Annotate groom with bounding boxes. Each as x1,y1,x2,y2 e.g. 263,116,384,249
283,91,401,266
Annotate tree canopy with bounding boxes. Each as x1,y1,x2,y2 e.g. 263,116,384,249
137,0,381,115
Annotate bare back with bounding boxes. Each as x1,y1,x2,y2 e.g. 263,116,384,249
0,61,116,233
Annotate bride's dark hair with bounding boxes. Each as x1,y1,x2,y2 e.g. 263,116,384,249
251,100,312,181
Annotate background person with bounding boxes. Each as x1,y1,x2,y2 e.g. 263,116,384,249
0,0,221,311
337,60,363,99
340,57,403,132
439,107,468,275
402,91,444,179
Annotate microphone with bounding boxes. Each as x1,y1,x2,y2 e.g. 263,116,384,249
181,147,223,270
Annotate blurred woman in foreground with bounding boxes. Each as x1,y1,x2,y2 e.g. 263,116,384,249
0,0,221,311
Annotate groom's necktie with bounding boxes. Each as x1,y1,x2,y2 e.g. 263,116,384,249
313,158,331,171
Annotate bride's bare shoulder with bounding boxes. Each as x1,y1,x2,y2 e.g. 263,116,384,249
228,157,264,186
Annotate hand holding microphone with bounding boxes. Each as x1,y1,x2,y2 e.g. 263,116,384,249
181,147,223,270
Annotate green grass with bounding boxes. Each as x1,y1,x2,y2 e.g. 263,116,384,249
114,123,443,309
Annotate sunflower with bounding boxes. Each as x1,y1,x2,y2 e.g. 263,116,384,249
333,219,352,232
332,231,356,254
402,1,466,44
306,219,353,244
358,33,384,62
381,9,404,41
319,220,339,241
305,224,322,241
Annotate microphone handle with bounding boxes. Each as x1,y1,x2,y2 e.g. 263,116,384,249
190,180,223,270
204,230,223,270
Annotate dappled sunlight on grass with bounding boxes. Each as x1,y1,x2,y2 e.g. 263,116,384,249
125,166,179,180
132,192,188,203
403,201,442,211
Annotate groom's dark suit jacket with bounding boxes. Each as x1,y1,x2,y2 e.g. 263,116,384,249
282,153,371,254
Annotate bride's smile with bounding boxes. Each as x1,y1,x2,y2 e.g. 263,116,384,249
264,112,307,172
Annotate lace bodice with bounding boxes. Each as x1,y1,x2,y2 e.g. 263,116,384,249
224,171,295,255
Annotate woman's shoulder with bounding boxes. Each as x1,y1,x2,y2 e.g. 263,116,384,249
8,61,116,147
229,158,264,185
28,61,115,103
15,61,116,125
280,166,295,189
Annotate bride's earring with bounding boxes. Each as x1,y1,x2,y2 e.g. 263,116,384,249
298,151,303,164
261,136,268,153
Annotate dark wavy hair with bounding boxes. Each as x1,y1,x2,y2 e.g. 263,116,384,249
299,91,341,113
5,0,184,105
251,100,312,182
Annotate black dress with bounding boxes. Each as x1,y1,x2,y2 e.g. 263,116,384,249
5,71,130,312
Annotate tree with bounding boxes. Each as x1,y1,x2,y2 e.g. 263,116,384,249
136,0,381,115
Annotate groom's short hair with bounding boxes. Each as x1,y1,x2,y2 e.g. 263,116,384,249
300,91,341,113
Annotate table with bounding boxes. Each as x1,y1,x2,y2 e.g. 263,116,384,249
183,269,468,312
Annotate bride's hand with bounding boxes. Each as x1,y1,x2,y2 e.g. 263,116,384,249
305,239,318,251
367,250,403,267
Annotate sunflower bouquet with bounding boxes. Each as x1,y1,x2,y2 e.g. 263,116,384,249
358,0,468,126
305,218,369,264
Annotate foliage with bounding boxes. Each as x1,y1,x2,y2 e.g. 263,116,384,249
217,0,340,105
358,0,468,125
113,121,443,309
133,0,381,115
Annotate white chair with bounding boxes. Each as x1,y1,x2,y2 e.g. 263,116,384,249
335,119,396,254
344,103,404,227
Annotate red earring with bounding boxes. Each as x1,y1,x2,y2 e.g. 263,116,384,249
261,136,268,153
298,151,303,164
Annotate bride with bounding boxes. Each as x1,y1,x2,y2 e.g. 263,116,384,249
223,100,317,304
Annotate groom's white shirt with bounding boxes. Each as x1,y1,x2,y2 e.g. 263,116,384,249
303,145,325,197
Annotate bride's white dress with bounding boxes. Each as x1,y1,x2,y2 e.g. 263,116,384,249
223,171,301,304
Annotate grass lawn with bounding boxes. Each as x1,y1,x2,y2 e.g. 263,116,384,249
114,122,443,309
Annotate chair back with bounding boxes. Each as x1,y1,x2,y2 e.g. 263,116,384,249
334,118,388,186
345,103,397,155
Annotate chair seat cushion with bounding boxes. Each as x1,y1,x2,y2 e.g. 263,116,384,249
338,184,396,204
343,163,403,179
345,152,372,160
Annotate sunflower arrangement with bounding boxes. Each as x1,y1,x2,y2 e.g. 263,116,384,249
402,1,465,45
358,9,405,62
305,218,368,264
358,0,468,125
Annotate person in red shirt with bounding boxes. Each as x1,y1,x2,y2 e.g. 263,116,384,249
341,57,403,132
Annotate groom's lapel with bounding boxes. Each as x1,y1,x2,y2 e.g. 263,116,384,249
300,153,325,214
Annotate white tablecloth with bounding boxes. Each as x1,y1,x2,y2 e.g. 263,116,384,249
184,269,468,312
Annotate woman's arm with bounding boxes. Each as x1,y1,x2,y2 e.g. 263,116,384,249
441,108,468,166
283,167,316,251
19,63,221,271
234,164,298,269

########################################

Problem to work on
Your reply should contain every record, unchanged and complete.

Answer to this task
Annotate groom with bounding boxes. Each as x1,y1,x2,y2 e.g. 263,116,384,249
283,91,401,266
Annotate tree canopy with bounding boxes. Each as x1,y1,x2,y2 e.g. 263,116,384,249
137,0,381,115
Annotate bare back with bounding boxes. Each as x1,y1,x2,y2 e.g. 263,116,384,249
0,61,116,233
Annotate bride's dark hair with bounding boxes. Each as x1,y1,x2,y2 e.g. 263,116,384,249
251,100,312,181
Annotate background person with bounding boxes. Each as x1,y1,x2,y2 e.g. 263,116,384,249
0,0,221,311
337,60,363,99
340,57,403,132
439,107,468,275
402,91,444,179
Annotate microphone with bounding boxes. Each as x1,y1,x2,y2 e.g. 263,116,384,249
181,147,223,270
Annotate blurred woman in foreground with bounding boxes. Each as x1,y1,x2,y2 e.g. 263,116,384,249
0,0,221,311
Annotate groom's necktie with bounding boxes. Each as x1,y1,x2,y2 e.g. 263,116,384,249
313,158,331,171
Annotate bride's bare shoulder with bounding boxes. Each as x1,y1,x2,y2 e.g. 263,116,384,249
228,157,264,186
Annotate hand holding microphone with bounding boxes. Each as x1,y1,x2,y2 e.g. 263,116,384,249
181,147,223,270
Annotate green grass with bounding boxes. Each as x1,y1,x2,y2 e.g. 263,116,384,249
114,123,443,309
Annotate sunflower with bounding boxes. Each as x1,y1,x2,y2 e.g. 263,116,384,249
333,219,352,232
332,231,356,254
402,1,466,44
306,219,353,244
358,33,384,62
381,9,404,41
319,220,339,241
305,224,322,241
Annotate microphone handle with bounding boxes. Each as x1,y1,x2,y2 e.g. 263,116,384,249
190,180,223,270
204,230,223,270
Annotate dappled sunlight on grass with bounding boxes. Each as x1,y1,x2,y2 e.g. 263,116,384,249
125,166,179,180
132,192,188,203
403,201,442,211
Annotate groom's dark suit jacket with bounding boxes. Each as x1,y1,x2,y2 e.g. 263,116,384,249
282,153,371,254
Annotate bride's smile with bounding boxes. Each as x1,y1,x2,y2 e.g. 263,116,384,249
264,112,307,172
Annotate lace bodice with bounding boxes. Each as x1,y1,x2,y2 e.g. 263,116,384,249
224,171,295,255
Annotate woman's shoulder with bounding boxes. Each as x1,y1,x2,y2 e.g. 263,116,384,249
8,61,116,147
229,158,264,185
28,61,115,103
15,61,116,125
280,166,295,189
Annotate bride's earring with bounding boxes. Each as x1,y1,x2,y2 e.g. 263,116,384,249
298,151,303,164
261,136,268,153
Annotate dark wavy hair with bounding boxes. Each as x1,y1,x2,y2 e.g. 263,116,384,249
299,91,341,113
5,0,184,105
251,100,312,182
Annotate black dress with bounding boxes. Each as x1,y1,x2,y2 e.g. 263,116,384,249
5,71,130,312
Annotate tree with bounding boxes. Each as x1,y1,x2,y2 e.g. 263,116,384,249
136,0,381,115
Annotate groom's short hair with bounding boxes. Each as x1,y1,x2,y2 e.g. 263,116,384,249
300,91,341,113
Annotate table with bounding boxes. Each as x1,y1,x2,y2 e.g. 263,116,384,249
183,269,468,312
Annotate bride's hand with bounding boxes. Each as x1,y1,x2,y2 e.g. 263,116,384,249
305,239,318,251
367,250,403,267
Annotate sunflower bouquet with bounding boxes. Each as x1,y1,x2,y2 e.g. 263,116,384,249
358,0,468,126
305,218,369,264
Annotate foliage with bounding boxes. Each as x1,y1,x2,y2 e.g. 263,116,384,249
217,0,340,105
358,0,468,125
113,121,443,309
133,0,381,115
Annotate white chair with bounding boxes. Each as x1,y1,x2,y2 e.g. 263,116,384,249
335,119,396,254
344,103,404,227
Annotate red earring with bounding boxes. Each as x1,y1,x2,y2 e.g. 263,116,384,249
261,136,268,153
298,151,303,164
Annotate bride with bounding boxes. Each as x1,y1,x2,y2 e.g. 263,116,384,249
223,100,317,304
Annotate groom's white shirt with bounding boxes. Each as x1,y1,x2,y2 e.g. 263,116,384,249
303,145,325,197
Annotate bride's white dress with bounding boxes. Each as x1,y1,x2,y2 e.g. 263,116,384,249
223,171,301,304
Annotate grass lawn with bounding boxes. Each as x1,y1,x2,y2 e.g. 263,116,384,249
114,122,443,309
Annotate chair back with bounding boxes. Each as x1,y1,x2,y2 e.g. 263,116,384,249
334,118,388,186
345,103,397,155
Annotate chair seat cushion with bounding boxes. Each as x1,y1,x2,y2 e.g. 263,116,384,249
338,184,396,204
343,163,403,179
345,152,372,160
Annotate sunflower arrangement with bounding boxes. Each as x1,y1,x2,y2 e.g. 263,116,384,249
402,1,465,45
358,9,405,62
305,218,368,264
358,0,468,125
Annotate person in red shirt with bounding boxes. Each as x1,y1,x2,y2 e.g. 263,116,384,249
341,57,403,132
Annotate groom's lapel with bounding boxes. Each as x1,y1,x2,y2 e.g. 263,116,384,249
300,153,325,214
Annotate white tablecloth with bounding boxes. Each as x1,y1,x2,y2 e.g. 263,116,384,249
184,269,468,312
Annotate woman's arm with bounding boxes. Each as x1,y1,x2,y2 e.g. 263,116,384,249
441,108,468,166
283,167,316,251
19,63,221,271
234,164,298,269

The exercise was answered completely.